Region pointing data:
+ + + + + + +

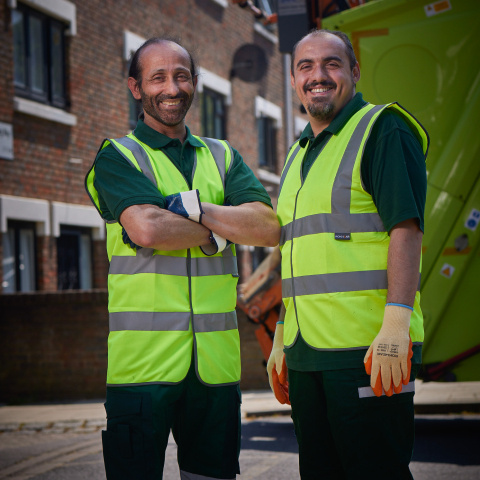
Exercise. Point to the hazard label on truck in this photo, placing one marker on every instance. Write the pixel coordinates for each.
(447, 270)
(437, 7)
(473, 220)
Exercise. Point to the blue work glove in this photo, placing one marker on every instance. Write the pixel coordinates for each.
(127, 241)
(186, 204)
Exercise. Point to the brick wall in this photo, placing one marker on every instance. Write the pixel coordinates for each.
(53, 346)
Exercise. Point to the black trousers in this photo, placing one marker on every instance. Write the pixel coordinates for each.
(344, 434)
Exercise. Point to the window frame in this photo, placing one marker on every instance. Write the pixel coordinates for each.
(48, 23)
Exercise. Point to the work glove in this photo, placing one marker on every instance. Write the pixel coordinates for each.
(389, 359)
(127, 241)
(186, 204)
(277, 368)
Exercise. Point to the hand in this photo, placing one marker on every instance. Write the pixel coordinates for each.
(277, 368)
(186, 204)
(127, 241)
(389, 359)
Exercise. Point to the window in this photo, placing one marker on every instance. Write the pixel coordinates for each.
(267, 143)
(213, 114)
(39, 56)
(74, 257)
(19, 257)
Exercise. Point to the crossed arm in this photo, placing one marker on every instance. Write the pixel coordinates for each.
(248, 224)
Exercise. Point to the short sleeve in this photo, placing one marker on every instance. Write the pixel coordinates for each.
(120, 185)
(394, 171)
(242, 186)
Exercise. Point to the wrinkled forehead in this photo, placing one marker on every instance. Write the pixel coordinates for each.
(164, 55)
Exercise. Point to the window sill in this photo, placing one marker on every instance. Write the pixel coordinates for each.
(39, 110)
(259, 28)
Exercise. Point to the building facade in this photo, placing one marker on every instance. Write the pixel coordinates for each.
(63, 90)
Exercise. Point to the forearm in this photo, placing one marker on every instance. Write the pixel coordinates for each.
(403, 262)
(248, 224)
(152, 227)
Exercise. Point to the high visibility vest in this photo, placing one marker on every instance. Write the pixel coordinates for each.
(165, 304)
(333, 243)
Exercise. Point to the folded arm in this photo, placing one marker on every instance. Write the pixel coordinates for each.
(247, 224)
(150, 226)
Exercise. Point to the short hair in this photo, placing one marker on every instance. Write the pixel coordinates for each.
(348, 45)
(135, 69)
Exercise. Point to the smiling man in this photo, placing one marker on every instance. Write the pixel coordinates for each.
(173, 347)
(351, 209)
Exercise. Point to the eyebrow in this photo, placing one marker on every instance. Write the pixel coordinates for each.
(326, 59)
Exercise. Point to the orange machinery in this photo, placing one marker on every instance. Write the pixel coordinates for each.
(260, 298)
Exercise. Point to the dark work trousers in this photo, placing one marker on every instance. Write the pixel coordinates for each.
(345, 434)
(205, 422)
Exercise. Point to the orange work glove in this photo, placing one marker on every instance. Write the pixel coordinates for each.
(389, 359)
(277, 368)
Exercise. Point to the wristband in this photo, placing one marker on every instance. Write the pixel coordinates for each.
(398, 305)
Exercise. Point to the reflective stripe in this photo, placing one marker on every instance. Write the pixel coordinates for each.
(342, 185)
(217, 149)
(140, 155)
(335, 282)
(365, 392)
(149, 321)
(287, 167)
(215, 322)
(169, 265)
(194, 476)
(332, 223)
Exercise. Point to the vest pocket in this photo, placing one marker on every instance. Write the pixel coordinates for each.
(128, 440)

+ + + + + + +

Repeat every record above exactly, but drop the pictures.

TASK RESPONSE —
Exercise. Point to the hazard label on truck in this photo, placing one marker on every instance. Write the pixel coordinates for each.
(447, 270)
(437, 7)
(473, 220)
Exercise. Point to the blue work glove in this photo, placing one marker on every instance. Write the pixel coordinates for each.
(127, 241)
(186, 204)
Exercise. Point to the brick wall in this photo, placing one marker on every instance. Write the pixel coordinates for each.
(53, 346)
Exercise. Point to the black trousers in this photo, placing one marker on every instance. Write the pixel coordinates for each.
(344, 434)
Exercise. Point to the window frame in this photo, placing one marker on every instance. Write the pixel coordinates for each.
(48, 23)
Exercise. Point to the work glove in this photo, placing one marker on every instance. Write the pixel coordinates for each.
(389, 359)
(127, 241)
(186, 204)
(277, 368)
Exercise. Point to the hand in this photo, placing one marker on every instance. Write the pixel coordinates for each.
(277, 368)
(186, 204)
(127, 241)
(389, 359)
Exercise. Point to the window in this photo, placing one marker on every instance. Write the pixel coordinates for each.
(267, 143)
(213, 114)
(39, 56)
(74, 257)
(19, 257)
Exercise. Point to the crossed arm in this photo, placing one marker on every instance. Write the pixel coordinates for each.
(248, 224)
Exercise. Point to the short sleeve in this photo, placing one marker on every instance. Write the pixel coordinates for each.
(120, 185)
(394, 171)
(242, 186)
Exercise. Point to the wrinkled forehead in this photo, placing one marker on every instance. Write the pixel coordinates for each.
(164, 55)
Exercise. Point to the window sill in this photo, placing one marker on every instance. Write the pixel coordinates for each.
(39, 110)
(259, 28)
Exercise. Point to the building facade in this photo, placing one marker on every instance. Write the pixel coordinates for each.
(63, 90)
Exercise. Point to the forearm in this photo, placing one marker on every instance. Write the pixel coordinates for each.
(403, 262)
(248, 224)
(152, 227)
Exercise. Point to the high visibility vest in this photo, placing one marker on every instance. Write the pixel coordinates for each.
(165, 304)
(333, 243)
Exercise. Point to the folded arm in this photo, placing one marker on every instance. Write the pixel coordinates for each.
(247, 224)
(150, 226)
Exercise. Point to the short hair in this photo, placing one marker on every instance. Write the pixel coordinates for each.
(348, 45)
(135, 69)
Exercise. Point to the smiling man in this photo, placing one marker on every instance. Write the pixel coordinates for each.
(173, 347)
(351, 209)
Exercise. Point to the eyebrow in this photo, placing one marker on every instance. Write the pixel coordinates for each.
(326, 59)
Exercise. Point to the orange machinery in this photo, placing one marker on every instance. Write the pixel coordinates for each.
(260, 298)
Exercise. Point to the dark work trousers in this photo, placing one marker on every instance. Write the pixel coordinates for each.
(345, 434)
(205, 422)
Exercise. Point to the orange work glove in this photo, placing one marker on every instance. Write the pixel coordinates for each.
(389, 359)
(277, 368)
Exercise. Point to the wristband in this photo, placing one marker on every instance. Write the pixel coordinates for each.
(398, 305)
Exercise. Point to the reflective stripe in this photo, placing one marker on every instance. Write the pixel coordinates for each.
(342, 185)
(217, 149)
(140, 155)
(335, 282)
(365, 392)
(149, 321)
(287, 167)
(215, 322)
(169, 265)
(194, 476)
(332, 223)
Exercise. Point to the vest pocket in this photo, placing one marker on every instance. Write the pixel coordinates for each.
(128, 440)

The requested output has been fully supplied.